▶ **Qué hacer**:
1. Responde estas preguntas con base en el artículo sobre Fidel Castro y la cultura:
(a) ¿En qué colegio matricularon a Fidel Castro en primer grado?
(b) ¿Qué considera Fidel Castro el mayor daño que se le puede hacer a un niño?
(c) Según el artículo, ¿qué aseguró el líder de la Revolución que era lo primero que había que salvar?
2. Escribe la continuación del artículo sobre Fidel Castro y la cultura a partir de su última oración.

▶ **Fragmento de texto**:
···

En el artículo que Fidel Castro escribió en su cumpleaños 90 –Granma, 13 de agosto de 2016– hay una confesión:
Me enviaron, después de tres años, al Colegio La Salle de Santiago de Cuba, donde me matricularon en primer grado. Pasaron casi tres años sin que me llevaran jamás a un cine. Así comenzó mi vida. A lo mejor escribo, si tengo tiempo, sobre eso. Excúsenme que no lo haya hecho hasta ahora, solo que tengo ideas de lo que se puede y debe enseñar a un niño. Considero que la falta de educación es el mayor daño que se le puede hacer.
Al repasar su niñez, se duele por no haber ido a un cine, a disfrutar del experimento cultural más novedoso de su época, y sabe que posiblemente muchos perdieron potencialidades, porque cuando no hay una enseñanza adecuada o una insuficiencia de educación en los primeros años de vida, medio para llegar a la cultura, esta privación resulta a veces insustituible en la adultez, porque influye o decide en muchísimas cuestiones esenciales de la existencia. Fidel, en su adolescencia y juventud, completó con creces la cultura de que careció en la niñez, pues sustituyó prontamente ese déficit, pero ni todos somos tan ágiles autodidactas como él, ni tenemos su privilegiada memoria, ni mucho menos su capacidad de razonamiento y de relación, una de las virtudes más sobresalientes de su intelecto.
Fidel es un político culto –especie en extinción–; por ello puede adelantarse a la Historia. La incultura aplana al ser humano, y la falta de profundidad en los juicios sobre la sociedad imposibilita la construcción de un criterio político sólido y, por tanto, propio, carencia ideal para que otro se aproveche y presente ciertas «recetas», listas para la aceptación y el consumo. La ignorancia de los dirigidos es el paraíso de la dominación de no pocos políticos: somos más vulnerables en la medida en que desconocemos más. Quizás por ello en los momentos más difíciles del socialismo cubano, el líder de la Revolución aseguró que la cultura era lo primero que había que salvar.
Entre las carencias de la preparación cultural, se encuentra el desconocimiento de la Historia, o su mal conocimiento, pues si la memoria histórica se resume a ser un azote improductivo para repetir lo que sucedió, no sirve y será inútil; la Historia tiene que ser herramienta para el entendimiento de la realidad de ahora mismo en toda su complejidad, e incluso, pedestal para avizorar el escenario que está por venir, es decir, el porvenir. Políticos y políticas que no tengan esto en cuenta, serán fugaces y tanto sus nombres como sus fracasadas acciones se olvidarán muy pronto.

···

▶ **Líneas de datos**:
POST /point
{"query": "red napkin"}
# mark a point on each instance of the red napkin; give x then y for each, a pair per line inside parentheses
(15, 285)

···

▶ **Tareas resueltas**:
1.
(a) En el Colegio La Salle de Santiago de Cuba.
(b) La falta de educación.
(c) La cultura.

2.
Lejos de la densa, parcial, idílica, personalista y triunfalista visión de buena parte de los historiadores, enseñada en las escuelas con bastante frecuencia, la que día a día se establece en las memorias colectivas de los más jóvenes mediante diversas vías, aparentemente más sencilla, bipolar y contradictoria, objetiva y polémica, es la que contribuye realmente a la construcción epistemológica actual. No hacen falta métodos de aprendizaje con genealogías de poder y triunfo incorporadas a “biblias”, ni frases repetidas como recurso mnemotécnico, único medio para transmitir el conocimiento unidimensional en la antigüedad. Las civilizaciones, a partir de la Revolución Industrial de finales del siglo XVIII, han realizado fabulosas insurrecciones gnoseológicas, y han convertido los descubrimientos científicos en una asombrosa práctica, recientemente de manera casi inmediata y cotidiana, accesible incluso para los niños, que ha dejado rezagada, por pasiva, hasta a la novedosa televisión de nuestra infancia, pues hoy la interacción constituye un requisito indispensable para la comunicación.
Después de la Segunda Guerra Mundial, las sucesivas revoluciones de las tecnologías de las telecomunicaciones y la informática, las ciencias biológicas, y las del conocimiento general, incluida la robótica, alcanzaron una vertiginosa rapidez de aplicación, a tal punto que el científico holandés Paul Crutzen –Premio Nobel de Química en 1995 por sus descubrimientos en la destrucción del ozono atmosférico– ha nombrado a esta era geológica como Antropoceno, pues posiblemente después del paso de los humanos por el planeta, vendrá la séptima gran extinción masiva.
Esta puede ser la realidad de un fin de una historia en el mundo por las prácticas de consumo que ha establecido el capitalismo, lejos del “fin de la Historia”, que agoreros neoliberales lanzaron con despliegue de publicidad y aparataje seudocientífico hace algunos años, y en la que no pocos incautos creyeron, cuando se derrumbó un tipo de «socialismo» que había torcido el camino sustituyendo una enajenación por otra y alejándose de la emancipación social. Cuba, desafiando las leyes de gravitación hacia Estados Unidos y con un ético programa de justicia e inclusión social, no solo resistió los embates de esa primera economía mundial que la bloqueaba, sino que emergió victoriosa hasta lograr su reconocimiento como país «diferente». ¿Pueden explicarse estos hechos a partir del texto de Francis Fukuyama, El fin de la historia y el último hombre?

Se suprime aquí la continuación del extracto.